TEXT:
▼

Strings

String literals are delimited by either single quotes or double quotes: there’s no difference between the two, except that double quotes can appear unescaped in single-quoted strings, and vice-versa. Backslashes can be used to escape characters and create control characters in the common way, with backslashes:

"This is a string"
'This is a string'
"Don't tread on me."
'He said, "hello"'
"Line 1\nLine2"

Strings can also begin with three quotes. This form of string can cross lines, and the newlines are included into the string itself. These two strings are the same:

"""The first line.
The second line.
The third line."""

'The first line.\nThe second line.\nThe third line.'

If prefixed with an r (for a raw string), then backslash escaping doesn’t apply. This makes it easier to create strings where backslashes have meaning, such as regular expressions. These two strings are the same:

r"\(hello\)"
"\\(hello\\)"

The r prefix simply changes the escaping rules, it doesn’t create a different type. There is no regular expression literal such as you find in Perl, Ruby, or JavaScript.

Bytes and Unicode

Python has two string types: byte string, and Unicode string. Byte strings are sequences of bytes, and Unicode strings are sequences of Unicode codepoints.

This is one of the big differences between Python 2 and Python 3: In Python 2, plain-old strings (enclosed in quotes) are byte strings, and in Python 3, they are Unicode strings. You can use a b- prefix in either version to make a byte string (b"like this"), and you can use a u- prefix in either version to make a Unicode string (u"like this").

prefix Python 2 Python 3
none "byte string" "Unicode string"
b b"byte string" b"byte string"
u u"Unicode string" u"Unicode string"

Substrings

A single character (actually, a string of length 1) can be extracted with an index (which starts at zero). Substrings can be extracted with “slice” notation for selecting a range of elements. Two indexes are provided, the first character to include, and the first character to not include:

>>> s = "The Cat in The Hat"
>>> s[0]        # Zeroth character, just a string of length 1.
'T'
>>> s[4:7]      # Chars 4 through 6.
'Cat'

If you leave out the first index, it defaults to the beginning of the string. If you leave out the second index, it defaults to the end of the string. Negative indexes are counted from the end of the string instead of from the beginning:

>>> s = "The Cat in The Hat"

▲

THE REQUEST: Rewrite the passage of the Python strings text starting with "A single character" and going on through "of length 1.", switching every "character" to "letter".

DATA EXTRACT:
▼

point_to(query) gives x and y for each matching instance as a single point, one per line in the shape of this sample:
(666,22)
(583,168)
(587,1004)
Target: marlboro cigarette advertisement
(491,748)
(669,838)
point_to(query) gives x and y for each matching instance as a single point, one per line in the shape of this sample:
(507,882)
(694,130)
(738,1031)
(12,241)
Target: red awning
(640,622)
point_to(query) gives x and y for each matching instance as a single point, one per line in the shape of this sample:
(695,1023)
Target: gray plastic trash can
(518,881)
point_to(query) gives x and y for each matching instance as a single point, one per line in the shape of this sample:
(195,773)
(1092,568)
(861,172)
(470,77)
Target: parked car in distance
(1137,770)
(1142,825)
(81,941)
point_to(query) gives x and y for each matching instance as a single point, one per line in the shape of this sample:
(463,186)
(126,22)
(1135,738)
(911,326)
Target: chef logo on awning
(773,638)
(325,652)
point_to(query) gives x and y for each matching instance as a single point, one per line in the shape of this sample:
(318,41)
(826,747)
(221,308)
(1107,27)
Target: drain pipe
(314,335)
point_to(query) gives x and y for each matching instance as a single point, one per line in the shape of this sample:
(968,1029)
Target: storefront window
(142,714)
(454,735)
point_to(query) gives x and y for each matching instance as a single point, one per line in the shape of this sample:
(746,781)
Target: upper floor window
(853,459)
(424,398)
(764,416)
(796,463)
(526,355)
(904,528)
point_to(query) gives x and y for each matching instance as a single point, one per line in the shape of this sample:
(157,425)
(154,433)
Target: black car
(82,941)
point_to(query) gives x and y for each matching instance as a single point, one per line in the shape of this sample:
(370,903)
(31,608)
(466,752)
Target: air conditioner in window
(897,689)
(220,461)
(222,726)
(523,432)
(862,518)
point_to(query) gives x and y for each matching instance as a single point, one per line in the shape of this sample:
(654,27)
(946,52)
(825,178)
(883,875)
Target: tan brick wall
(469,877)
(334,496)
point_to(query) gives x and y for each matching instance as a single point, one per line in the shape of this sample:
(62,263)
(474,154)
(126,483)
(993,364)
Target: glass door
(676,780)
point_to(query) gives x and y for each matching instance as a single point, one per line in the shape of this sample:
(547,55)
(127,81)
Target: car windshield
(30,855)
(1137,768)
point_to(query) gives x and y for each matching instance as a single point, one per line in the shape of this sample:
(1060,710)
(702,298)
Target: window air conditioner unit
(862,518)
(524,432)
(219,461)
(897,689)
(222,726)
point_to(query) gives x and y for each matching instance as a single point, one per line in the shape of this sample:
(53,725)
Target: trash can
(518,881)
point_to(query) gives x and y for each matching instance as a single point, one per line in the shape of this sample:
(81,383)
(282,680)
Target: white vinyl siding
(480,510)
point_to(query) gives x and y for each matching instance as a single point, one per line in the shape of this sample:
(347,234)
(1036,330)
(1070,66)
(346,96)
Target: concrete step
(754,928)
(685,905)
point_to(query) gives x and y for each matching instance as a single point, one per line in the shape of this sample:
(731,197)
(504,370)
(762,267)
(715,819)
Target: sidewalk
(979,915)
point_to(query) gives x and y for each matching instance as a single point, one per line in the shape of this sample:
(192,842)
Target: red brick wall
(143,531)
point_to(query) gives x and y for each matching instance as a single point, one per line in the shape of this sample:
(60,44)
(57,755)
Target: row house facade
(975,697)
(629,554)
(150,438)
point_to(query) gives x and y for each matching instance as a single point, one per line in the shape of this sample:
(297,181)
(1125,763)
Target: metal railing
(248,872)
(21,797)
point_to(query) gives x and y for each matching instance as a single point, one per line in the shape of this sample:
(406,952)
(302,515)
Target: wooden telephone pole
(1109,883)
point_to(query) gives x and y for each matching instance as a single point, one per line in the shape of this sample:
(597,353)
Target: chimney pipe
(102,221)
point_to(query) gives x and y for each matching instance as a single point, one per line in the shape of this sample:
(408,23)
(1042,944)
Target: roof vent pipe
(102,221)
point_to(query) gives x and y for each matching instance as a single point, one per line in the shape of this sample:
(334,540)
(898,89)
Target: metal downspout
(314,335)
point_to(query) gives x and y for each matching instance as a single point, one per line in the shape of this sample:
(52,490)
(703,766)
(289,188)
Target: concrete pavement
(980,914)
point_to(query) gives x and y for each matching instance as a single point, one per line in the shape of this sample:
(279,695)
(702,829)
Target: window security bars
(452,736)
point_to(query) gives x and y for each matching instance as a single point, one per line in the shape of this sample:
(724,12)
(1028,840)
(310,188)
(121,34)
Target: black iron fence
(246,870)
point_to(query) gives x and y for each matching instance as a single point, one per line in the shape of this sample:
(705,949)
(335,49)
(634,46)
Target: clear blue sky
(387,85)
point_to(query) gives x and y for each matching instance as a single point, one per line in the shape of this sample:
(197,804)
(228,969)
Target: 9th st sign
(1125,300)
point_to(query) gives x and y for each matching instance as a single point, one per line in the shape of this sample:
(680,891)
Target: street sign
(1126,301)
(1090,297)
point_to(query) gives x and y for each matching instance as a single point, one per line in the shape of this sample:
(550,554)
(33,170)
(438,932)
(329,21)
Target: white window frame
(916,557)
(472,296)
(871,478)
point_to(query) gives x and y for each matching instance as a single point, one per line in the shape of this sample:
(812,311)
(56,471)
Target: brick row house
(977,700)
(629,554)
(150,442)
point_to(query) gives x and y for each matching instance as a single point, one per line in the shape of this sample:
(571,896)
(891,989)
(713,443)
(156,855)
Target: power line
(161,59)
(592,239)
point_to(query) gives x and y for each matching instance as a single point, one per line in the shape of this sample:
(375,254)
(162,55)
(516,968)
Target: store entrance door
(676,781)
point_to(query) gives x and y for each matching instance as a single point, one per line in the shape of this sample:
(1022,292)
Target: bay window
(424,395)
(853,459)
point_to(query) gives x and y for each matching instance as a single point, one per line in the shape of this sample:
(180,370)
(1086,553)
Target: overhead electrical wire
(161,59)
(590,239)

▲
▼

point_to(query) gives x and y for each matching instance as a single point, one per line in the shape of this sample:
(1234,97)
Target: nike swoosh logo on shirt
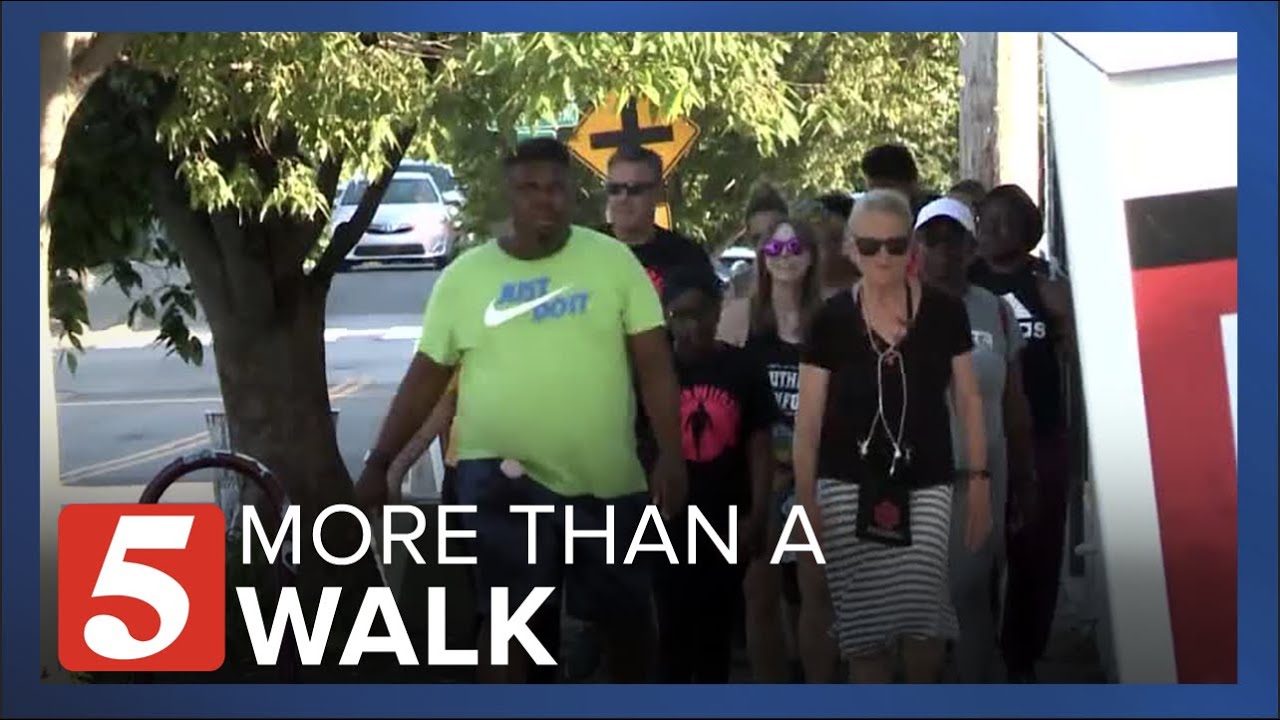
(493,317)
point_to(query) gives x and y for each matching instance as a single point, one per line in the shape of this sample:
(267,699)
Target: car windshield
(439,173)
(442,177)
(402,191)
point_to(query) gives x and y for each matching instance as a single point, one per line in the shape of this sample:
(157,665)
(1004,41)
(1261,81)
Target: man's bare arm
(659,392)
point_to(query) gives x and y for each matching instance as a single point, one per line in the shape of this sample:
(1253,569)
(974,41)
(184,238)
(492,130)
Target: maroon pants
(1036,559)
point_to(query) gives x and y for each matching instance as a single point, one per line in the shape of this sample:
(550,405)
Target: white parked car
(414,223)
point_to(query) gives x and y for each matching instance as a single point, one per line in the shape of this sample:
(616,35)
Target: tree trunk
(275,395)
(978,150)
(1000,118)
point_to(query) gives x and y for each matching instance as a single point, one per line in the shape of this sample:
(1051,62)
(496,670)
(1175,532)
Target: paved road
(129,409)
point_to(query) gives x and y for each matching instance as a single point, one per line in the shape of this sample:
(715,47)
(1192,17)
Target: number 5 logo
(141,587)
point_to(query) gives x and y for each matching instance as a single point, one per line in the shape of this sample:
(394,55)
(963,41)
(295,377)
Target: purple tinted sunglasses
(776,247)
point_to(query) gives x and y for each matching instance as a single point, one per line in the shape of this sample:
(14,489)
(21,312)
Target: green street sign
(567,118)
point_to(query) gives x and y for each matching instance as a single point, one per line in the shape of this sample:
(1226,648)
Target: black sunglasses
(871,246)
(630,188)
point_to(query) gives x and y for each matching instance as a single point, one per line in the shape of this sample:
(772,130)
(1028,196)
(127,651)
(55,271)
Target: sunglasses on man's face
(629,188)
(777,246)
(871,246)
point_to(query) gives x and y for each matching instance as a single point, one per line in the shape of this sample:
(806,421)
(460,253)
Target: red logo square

▲

TASK RESULT:
A single letter (actually, a string of length 1) can be extracted with an index (which starts at zero). Substrings can be extracted with “slice” notation for selecting a range of elements. Two indexes are provided, the first letter to include, and the first letter to not include:

>>> s = "The Cat in The Hat"
>>> s[0]        # Zeroth letter, just a string of length 1.